Friday is the IRS cutoff for $600 stimulus checks. The story with your payment group, what next


The IRS is sending $600 stimulus checks now, but if you don’t get yours by next week, you may have to wait.


Angela Lang/CNET

The IRS is almost out of time to finish sending second stimulus checks to millions of eligible Americans before the deadline arrives. After today, Jan. 15, anyone qualified who hasn’t received a stimulus payment will still have a chance to get it when they file their 2020 federal taxes this year (a complication if you don’t normally file taxes).

The IRS has a method in place to help you claim your missing money — it’s called the Recovery Rebate Credit — but it requires taking extra steps to file for your payment. The IRS and US Treasury have moved at lightning speed to jointly send out most of the second stimulus checks through direct depositpaper checks and EIP debit cards. However, there still may be millions of payments left to go.

Required tasks
1. Answer these questions using the stimulus check article above, one answer per line, marked (a), (b), and (c):
(a) What is the dollar amount of the stimulus checks being sent?
(b) What date does the article give as the deadline?
(c) What is the name of the IRS method for claiming a missing payment?
2. Resume the stimulus check article above, starting right after its final sentence.

Stored items from a collection
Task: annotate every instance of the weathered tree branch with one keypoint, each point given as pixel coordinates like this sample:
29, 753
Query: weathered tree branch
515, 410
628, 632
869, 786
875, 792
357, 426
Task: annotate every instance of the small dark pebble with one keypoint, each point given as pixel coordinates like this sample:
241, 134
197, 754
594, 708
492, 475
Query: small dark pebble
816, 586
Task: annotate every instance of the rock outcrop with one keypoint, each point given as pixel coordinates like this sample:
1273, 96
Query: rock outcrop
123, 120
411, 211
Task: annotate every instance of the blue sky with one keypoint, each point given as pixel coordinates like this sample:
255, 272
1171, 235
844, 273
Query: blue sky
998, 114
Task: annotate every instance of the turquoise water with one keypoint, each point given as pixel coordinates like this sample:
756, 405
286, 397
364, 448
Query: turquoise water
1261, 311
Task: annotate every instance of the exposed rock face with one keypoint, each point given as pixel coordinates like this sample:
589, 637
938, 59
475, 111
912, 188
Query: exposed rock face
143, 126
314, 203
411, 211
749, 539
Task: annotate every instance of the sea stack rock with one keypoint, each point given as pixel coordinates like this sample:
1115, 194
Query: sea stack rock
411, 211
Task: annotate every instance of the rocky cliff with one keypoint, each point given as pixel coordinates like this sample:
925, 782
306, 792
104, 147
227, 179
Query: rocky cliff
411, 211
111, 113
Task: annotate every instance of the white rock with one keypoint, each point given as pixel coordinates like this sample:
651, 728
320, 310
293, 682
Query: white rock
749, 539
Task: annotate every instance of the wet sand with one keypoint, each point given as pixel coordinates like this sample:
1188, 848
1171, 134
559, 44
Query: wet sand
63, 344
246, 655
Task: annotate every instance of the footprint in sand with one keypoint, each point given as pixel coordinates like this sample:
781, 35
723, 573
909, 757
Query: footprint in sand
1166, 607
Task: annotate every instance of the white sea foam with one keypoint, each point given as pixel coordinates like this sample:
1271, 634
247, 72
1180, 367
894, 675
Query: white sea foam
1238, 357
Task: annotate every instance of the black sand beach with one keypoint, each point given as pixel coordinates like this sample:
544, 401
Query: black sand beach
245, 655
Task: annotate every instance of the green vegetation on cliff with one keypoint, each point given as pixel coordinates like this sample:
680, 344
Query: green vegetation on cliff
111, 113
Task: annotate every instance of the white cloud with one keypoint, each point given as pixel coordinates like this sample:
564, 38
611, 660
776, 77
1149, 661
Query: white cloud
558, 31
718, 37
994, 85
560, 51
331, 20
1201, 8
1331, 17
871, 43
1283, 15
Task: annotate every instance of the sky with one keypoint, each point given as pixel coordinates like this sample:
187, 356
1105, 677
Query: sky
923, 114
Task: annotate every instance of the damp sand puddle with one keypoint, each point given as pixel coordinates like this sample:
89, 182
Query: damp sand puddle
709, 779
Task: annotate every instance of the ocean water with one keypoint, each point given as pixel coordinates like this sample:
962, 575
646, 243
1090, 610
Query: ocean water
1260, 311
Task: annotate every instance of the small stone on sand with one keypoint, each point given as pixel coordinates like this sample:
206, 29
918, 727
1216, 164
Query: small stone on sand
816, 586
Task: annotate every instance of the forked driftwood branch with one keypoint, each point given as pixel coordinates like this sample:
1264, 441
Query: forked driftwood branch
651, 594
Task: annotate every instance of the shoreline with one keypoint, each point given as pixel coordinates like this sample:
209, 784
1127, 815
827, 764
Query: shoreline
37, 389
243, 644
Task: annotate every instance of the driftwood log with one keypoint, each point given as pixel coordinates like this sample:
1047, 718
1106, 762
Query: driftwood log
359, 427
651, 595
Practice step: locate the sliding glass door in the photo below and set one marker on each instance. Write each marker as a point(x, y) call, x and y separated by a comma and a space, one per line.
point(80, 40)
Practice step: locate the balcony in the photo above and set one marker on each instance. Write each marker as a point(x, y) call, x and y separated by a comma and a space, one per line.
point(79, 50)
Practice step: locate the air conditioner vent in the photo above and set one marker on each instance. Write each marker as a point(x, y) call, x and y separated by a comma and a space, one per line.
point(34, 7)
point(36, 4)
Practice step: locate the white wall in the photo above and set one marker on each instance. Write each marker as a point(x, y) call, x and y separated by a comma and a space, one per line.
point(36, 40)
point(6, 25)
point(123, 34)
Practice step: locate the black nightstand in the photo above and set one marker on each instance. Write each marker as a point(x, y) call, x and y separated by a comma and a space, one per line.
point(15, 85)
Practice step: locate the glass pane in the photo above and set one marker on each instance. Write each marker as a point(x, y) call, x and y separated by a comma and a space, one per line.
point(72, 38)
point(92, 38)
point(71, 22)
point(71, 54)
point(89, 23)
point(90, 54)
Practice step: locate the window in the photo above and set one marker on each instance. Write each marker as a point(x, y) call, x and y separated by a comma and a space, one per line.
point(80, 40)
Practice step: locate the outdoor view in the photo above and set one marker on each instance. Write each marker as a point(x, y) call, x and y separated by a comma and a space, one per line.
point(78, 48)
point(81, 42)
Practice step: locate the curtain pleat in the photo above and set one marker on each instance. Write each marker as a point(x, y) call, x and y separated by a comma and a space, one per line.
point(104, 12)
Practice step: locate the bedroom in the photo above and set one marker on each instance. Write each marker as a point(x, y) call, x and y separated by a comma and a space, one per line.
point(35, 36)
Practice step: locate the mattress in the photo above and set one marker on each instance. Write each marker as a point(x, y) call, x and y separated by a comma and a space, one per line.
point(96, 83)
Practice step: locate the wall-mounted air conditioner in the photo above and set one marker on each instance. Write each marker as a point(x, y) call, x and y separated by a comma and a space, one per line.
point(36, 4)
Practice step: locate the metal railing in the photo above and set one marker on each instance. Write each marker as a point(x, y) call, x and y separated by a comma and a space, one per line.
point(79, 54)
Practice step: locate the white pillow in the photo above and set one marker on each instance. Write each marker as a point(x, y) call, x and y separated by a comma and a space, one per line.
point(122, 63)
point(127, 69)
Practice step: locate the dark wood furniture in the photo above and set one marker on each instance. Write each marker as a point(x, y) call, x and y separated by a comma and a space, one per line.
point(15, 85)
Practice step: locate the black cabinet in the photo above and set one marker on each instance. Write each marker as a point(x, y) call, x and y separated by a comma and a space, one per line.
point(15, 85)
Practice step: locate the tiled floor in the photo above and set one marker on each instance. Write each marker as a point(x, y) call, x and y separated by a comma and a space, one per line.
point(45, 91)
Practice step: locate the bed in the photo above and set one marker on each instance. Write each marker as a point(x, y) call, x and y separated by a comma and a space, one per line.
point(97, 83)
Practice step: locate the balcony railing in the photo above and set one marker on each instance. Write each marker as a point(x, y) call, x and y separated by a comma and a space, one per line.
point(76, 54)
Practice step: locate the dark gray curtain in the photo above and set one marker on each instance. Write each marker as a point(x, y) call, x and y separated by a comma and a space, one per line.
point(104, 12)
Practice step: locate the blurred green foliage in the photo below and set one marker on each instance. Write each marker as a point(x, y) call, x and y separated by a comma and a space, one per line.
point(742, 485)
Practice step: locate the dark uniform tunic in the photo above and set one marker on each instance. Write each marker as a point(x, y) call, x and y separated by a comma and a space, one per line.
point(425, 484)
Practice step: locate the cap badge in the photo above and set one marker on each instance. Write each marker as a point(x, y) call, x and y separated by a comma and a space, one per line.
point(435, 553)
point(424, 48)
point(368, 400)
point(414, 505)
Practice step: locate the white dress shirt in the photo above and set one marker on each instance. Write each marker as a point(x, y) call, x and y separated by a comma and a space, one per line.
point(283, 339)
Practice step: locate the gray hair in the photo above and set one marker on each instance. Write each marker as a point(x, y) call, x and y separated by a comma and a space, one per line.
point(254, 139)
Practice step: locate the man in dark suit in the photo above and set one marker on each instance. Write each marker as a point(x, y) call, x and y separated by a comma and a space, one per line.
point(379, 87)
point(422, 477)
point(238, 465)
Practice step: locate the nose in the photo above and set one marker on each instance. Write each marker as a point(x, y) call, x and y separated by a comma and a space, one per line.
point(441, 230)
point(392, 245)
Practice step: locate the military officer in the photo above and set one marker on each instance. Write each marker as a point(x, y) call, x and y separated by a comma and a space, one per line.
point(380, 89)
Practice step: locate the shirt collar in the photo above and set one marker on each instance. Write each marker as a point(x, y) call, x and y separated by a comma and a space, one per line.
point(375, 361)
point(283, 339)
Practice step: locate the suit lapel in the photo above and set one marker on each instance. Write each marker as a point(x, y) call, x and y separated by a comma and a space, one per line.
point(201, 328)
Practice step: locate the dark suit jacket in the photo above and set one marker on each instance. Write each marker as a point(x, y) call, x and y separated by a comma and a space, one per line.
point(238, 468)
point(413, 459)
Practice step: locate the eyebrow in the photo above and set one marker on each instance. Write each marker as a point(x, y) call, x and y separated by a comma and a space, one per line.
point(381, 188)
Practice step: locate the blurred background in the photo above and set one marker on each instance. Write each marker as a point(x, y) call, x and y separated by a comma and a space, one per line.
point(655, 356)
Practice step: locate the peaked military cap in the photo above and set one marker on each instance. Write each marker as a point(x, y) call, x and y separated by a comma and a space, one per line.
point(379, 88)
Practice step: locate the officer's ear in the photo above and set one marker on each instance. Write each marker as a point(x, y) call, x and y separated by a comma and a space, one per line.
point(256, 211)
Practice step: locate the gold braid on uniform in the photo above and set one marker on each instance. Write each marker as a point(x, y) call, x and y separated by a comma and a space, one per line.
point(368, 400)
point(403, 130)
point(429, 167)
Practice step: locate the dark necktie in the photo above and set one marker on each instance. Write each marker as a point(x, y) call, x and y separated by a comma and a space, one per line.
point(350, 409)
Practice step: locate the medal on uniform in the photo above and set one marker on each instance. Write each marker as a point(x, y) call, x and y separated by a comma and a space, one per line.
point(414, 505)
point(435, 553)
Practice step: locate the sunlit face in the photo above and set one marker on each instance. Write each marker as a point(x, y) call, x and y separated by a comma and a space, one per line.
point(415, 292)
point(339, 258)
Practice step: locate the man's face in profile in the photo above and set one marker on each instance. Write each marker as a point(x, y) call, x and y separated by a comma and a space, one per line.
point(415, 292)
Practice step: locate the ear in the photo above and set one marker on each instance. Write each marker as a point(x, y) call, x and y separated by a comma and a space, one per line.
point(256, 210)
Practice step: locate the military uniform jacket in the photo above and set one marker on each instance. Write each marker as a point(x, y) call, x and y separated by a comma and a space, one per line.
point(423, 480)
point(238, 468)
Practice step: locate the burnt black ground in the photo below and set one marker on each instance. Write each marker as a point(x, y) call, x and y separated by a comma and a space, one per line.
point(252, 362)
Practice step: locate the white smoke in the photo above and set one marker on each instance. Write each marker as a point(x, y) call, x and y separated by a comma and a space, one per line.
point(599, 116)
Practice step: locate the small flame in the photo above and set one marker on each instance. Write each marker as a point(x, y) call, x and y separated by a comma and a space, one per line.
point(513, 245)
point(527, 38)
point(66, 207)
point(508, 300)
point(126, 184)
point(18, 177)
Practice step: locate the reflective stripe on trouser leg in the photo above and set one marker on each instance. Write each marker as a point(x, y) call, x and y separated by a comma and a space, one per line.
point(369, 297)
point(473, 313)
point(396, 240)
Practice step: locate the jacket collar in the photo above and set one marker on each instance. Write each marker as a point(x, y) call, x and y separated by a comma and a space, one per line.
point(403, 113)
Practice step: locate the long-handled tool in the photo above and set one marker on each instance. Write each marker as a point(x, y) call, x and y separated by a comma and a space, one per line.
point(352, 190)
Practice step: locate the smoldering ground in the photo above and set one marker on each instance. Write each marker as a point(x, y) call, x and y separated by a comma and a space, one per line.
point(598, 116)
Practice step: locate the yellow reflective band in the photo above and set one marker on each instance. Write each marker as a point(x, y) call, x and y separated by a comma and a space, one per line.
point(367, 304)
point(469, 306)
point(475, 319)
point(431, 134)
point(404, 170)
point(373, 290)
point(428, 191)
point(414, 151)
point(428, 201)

In response
1.
(a) $600
(b) Jan. 15
(c) The Recovery Rebate Credit

2.
We also know the IRS is working to resolve a major electronic-transfer problem, so there’s a chance that the delivery of your direct payment could slip for weeks or months. We’ll explain everything we know about which payment group you might fall into and what it means for your $600 stimulus check. In addition, here’s where things stand with a third stimulus check for potentially up to $1,400. This story is updated regularly with new information.

Direct deposit transfers: Where we are today

The IRS has reportedly sent the majority of its $600 stimulus payments through direct deposit, giving a clear advantage to people who receive an electronic transfer of funds. Direct deposit is a faster, more efficient mode of delivery than a mailed check, which means the IRS can process many more payments faster. (Here’s how to track your second stimulus check online.)

However, the IRS’ tracking tool didn’t let people sign up for or change your direct deposit information this time around. And some people reported problems with checks being sent to the wrong bank account, which means millions haven’t been able to receive their stimulus payments that way. 

If the IRS does not already have your banking information, you’ll have no choice but to wait for the mail. If there’s a problem with your payment, you’ll need to file a claim during tax time.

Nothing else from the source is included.